The sound does not feel dreamlike at all (like sounds you imagine while in a
hypnagogic state.) I can imagine a first-timer might mistake it for an
external event and rising in shock to look for the source of the disturbance.

The sound is of short duration (about 0.2s) and is loudest at the end of the
sound, cutting off sharply into total silence ("...wwwWWWHOMP!") It's very
loud, but not painful like a real report in a quiet room would be. The
loudness feels like 120 dB or so. The sound is absolutely "pure," missing
environmental cues like position, echo, and pressure. I perceive the location
to be smack-dab in the middle of my head, not anywhere outside my physical
body (a bit like headphones.) Because of this, and because I have been cued to
the impending sound (see below), there is no danger of mistaking it for
something real.

The chronology when my head goes boom:

T minus 30 seconds: I'm in bed, eyes closed. It always happens before or at
the beginning of hypnagogia.

T minus 10 seconds: I get a feeling somewhat akin to a sudden pressure drop in
my ears (but without any popping or physical symptoms). This is a cue that
tells me to expect an explosion.

T: The pseudo-aural pressure cue suddenly ends by "transforming" into a short,
explosive sound. Heart rate starts to rise rapidly. My eyes remain closed and
my musculoskeletal system usually don't react, as the sound doesn't scare or
surprise me.

[Records from a dataset]
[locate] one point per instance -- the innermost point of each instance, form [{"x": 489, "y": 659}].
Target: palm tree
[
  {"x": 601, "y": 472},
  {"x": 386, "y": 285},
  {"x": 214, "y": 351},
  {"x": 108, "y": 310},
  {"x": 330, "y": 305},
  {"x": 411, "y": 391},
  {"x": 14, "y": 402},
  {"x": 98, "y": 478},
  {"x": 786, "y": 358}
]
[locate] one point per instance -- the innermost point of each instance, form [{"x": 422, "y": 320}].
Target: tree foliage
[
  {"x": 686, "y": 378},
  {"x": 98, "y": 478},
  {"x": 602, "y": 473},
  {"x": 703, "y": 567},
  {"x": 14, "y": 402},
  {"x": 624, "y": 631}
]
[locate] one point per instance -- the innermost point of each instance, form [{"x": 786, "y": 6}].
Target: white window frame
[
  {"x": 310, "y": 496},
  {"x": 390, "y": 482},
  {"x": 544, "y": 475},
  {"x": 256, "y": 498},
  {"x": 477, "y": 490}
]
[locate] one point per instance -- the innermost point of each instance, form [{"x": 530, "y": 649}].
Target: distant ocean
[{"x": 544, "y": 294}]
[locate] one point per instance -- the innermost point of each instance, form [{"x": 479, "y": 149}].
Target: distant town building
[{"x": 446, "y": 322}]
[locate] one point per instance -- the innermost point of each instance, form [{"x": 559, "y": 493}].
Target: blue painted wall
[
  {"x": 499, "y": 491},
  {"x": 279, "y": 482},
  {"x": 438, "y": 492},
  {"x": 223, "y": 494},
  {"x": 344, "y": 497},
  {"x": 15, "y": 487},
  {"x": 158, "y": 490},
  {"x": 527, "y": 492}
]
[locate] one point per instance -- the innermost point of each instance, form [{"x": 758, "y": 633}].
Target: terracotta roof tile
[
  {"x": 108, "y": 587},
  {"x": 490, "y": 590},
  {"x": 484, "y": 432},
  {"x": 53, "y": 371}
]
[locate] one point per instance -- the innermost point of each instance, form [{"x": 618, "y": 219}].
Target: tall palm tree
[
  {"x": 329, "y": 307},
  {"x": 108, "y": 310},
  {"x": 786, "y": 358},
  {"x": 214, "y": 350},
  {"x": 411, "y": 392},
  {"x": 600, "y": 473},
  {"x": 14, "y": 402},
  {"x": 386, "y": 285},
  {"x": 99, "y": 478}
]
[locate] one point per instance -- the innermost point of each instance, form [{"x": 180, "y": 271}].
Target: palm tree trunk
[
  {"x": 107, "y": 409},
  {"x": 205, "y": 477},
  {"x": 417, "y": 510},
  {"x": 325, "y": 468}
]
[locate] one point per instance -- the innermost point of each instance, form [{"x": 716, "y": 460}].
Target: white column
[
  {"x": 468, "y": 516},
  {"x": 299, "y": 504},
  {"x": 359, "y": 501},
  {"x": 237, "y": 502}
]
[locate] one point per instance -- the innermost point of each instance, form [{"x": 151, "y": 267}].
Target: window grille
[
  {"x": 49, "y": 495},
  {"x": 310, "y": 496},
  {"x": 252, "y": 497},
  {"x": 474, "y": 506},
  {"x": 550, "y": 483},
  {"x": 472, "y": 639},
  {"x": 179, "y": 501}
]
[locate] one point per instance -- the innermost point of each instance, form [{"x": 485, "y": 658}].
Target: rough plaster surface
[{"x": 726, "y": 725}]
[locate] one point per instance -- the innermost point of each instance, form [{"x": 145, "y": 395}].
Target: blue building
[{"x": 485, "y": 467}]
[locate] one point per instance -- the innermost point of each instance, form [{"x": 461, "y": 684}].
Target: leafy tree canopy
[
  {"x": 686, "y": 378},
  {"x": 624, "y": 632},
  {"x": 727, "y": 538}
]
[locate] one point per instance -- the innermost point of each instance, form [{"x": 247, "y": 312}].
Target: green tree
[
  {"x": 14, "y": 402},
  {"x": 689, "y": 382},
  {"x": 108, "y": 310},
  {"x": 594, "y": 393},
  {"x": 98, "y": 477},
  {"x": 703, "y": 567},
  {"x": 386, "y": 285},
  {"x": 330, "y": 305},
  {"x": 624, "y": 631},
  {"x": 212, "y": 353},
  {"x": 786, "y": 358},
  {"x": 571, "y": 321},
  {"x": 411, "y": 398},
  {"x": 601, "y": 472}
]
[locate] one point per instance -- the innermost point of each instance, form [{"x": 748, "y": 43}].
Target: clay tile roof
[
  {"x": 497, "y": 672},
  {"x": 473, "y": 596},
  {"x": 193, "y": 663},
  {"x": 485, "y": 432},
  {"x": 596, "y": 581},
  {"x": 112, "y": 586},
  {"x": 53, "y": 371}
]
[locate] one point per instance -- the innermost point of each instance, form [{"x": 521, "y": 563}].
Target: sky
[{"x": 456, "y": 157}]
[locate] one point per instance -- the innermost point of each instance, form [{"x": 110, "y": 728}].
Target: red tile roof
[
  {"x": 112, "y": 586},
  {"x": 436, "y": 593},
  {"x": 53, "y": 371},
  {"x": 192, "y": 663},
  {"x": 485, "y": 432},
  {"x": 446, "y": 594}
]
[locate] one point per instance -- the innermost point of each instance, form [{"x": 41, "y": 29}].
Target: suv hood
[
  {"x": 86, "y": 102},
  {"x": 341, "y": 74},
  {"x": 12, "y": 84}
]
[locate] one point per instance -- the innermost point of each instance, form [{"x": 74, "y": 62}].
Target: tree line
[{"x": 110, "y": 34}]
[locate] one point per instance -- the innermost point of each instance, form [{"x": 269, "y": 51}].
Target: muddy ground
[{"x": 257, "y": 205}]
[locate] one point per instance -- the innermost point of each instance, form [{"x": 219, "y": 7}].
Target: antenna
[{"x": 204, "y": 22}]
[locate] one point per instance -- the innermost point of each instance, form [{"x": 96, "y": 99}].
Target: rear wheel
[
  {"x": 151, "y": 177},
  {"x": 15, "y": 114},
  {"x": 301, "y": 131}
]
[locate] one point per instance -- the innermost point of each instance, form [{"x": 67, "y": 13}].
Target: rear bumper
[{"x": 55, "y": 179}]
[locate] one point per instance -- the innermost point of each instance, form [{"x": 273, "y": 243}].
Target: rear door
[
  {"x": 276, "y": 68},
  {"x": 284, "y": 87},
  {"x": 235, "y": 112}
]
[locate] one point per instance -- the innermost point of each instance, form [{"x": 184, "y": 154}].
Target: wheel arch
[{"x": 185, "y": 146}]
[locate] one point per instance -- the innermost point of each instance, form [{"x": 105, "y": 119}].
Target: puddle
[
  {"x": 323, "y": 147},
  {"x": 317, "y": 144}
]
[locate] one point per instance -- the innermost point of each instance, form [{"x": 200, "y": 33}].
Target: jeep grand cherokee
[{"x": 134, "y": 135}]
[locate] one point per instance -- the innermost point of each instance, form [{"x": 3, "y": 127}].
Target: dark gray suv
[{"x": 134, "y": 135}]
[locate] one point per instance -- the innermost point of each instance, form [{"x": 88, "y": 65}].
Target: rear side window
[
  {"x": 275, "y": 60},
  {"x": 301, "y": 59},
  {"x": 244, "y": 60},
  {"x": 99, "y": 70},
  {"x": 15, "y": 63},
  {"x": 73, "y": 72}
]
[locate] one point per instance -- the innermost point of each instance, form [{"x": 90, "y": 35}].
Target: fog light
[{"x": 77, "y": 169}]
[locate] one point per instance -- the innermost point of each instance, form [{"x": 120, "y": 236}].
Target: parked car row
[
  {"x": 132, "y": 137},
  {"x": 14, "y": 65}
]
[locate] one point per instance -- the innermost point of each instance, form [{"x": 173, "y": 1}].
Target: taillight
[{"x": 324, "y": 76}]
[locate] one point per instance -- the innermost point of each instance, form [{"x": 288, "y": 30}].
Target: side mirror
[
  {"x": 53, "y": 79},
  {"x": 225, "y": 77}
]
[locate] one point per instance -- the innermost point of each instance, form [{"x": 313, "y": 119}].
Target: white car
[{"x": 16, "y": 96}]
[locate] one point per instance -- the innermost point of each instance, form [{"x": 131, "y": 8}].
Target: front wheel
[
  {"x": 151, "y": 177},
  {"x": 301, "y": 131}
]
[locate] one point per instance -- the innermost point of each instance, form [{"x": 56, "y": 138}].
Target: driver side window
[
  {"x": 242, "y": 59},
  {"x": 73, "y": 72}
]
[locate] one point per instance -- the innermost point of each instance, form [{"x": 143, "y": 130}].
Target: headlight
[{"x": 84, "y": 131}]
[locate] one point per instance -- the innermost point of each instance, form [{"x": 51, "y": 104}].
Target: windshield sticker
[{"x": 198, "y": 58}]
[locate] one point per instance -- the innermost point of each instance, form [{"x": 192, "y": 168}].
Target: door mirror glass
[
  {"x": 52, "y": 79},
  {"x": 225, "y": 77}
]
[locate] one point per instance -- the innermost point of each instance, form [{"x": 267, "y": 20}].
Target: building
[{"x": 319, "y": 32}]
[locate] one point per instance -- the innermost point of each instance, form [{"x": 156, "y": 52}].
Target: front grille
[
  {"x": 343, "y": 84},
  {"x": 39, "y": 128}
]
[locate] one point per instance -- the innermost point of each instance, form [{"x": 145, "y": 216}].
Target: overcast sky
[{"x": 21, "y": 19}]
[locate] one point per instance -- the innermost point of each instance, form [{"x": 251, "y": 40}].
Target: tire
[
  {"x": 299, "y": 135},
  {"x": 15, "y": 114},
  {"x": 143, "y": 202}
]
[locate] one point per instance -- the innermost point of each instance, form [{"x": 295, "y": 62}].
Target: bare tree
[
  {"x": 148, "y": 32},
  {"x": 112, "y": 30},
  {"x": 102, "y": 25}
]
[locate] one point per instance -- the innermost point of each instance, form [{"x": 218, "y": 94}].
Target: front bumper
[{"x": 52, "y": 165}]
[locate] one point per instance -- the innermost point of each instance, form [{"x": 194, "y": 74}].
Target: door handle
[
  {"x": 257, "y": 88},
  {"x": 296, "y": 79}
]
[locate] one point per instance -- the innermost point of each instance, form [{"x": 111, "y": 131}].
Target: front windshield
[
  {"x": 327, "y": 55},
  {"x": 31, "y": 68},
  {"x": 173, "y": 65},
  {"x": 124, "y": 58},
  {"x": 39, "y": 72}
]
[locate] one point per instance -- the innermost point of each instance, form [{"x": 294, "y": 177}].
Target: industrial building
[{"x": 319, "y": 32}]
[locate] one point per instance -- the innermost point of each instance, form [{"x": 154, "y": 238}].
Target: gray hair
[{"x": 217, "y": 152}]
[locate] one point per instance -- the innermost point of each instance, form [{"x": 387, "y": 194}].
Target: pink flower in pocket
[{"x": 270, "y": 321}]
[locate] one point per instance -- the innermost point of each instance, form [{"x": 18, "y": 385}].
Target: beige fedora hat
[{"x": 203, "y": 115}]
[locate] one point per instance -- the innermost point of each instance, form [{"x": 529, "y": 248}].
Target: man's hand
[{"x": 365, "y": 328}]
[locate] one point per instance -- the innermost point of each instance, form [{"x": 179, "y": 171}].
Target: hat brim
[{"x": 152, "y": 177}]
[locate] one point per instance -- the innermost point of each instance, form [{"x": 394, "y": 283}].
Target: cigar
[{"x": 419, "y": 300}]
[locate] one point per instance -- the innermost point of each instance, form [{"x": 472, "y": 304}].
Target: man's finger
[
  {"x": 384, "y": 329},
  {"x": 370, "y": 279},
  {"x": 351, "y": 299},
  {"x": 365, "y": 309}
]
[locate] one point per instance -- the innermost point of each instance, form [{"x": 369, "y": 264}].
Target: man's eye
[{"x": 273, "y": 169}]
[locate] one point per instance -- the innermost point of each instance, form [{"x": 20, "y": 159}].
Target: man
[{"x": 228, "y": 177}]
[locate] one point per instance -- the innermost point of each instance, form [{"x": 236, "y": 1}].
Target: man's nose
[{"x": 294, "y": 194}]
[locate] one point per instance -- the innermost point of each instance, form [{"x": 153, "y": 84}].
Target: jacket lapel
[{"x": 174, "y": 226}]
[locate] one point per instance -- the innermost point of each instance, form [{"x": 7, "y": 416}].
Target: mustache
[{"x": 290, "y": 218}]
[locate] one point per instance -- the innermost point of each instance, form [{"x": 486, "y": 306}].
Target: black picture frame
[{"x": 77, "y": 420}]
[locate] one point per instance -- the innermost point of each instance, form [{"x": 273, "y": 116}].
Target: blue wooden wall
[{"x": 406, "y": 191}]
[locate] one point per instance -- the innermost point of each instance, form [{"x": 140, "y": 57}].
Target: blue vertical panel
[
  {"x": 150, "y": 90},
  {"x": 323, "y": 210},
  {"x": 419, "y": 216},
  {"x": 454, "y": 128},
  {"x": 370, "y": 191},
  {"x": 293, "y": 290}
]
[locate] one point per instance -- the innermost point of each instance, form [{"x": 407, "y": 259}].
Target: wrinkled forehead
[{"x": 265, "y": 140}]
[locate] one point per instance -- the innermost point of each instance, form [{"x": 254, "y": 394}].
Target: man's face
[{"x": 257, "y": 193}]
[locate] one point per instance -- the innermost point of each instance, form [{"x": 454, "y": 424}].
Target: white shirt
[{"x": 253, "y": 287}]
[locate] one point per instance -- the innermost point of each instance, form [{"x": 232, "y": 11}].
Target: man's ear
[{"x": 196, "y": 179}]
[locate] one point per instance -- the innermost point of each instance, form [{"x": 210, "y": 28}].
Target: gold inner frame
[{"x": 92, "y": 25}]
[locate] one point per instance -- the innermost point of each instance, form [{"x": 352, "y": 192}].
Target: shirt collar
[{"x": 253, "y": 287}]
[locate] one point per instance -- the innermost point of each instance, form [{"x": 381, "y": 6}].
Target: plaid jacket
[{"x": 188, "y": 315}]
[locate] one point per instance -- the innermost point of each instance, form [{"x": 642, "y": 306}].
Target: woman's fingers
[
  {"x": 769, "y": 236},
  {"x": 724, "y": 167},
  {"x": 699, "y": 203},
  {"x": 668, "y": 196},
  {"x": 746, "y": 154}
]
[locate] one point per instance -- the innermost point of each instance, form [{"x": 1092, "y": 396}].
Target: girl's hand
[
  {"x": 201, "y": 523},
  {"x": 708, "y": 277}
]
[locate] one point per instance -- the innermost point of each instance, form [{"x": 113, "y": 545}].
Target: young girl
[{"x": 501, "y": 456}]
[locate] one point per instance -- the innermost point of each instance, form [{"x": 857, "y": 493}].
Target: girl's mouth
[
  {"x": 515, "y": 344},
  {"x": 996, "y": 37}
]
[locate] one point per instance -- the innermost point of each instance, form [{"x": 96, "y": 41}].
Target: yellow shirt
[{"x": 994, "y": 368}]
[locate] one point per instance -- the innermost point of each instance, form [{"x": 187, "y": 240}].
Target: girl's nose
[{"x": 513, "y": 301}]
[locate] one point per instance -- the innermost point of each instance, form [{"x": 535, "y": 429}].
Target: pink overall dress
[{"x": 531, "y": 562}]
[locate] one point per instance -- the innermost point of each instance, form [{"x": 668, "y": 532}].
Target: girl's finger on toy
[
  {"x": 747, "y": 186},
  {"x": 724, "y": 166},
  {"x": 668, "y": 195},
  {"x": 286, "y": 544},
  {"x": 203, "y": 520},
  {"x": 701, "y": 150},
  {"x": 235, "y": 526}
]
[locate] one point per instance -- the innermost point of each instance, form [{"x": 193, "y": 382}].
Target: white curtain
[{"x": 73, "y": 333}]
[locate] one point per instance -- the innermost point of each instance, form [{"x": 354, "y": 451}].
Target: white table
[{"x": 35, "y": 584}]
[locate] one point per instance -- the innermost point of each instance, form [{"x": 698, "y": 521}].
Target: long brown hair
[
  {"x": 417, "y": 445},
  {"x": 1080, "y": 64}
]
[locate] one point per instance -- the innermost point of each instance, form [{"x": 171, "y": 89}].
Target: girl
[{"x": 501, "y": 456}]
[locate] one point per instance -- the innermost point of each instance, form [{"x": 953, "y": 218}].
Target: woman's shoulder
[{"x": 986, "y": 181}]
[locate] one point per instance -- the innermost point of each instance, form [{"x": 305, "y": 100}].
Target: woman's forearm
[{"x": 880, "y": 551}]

EXERCISE:
According to the text passage, how long does the sound last?

WRITTEN ANSWER:
About 0.2 seconds.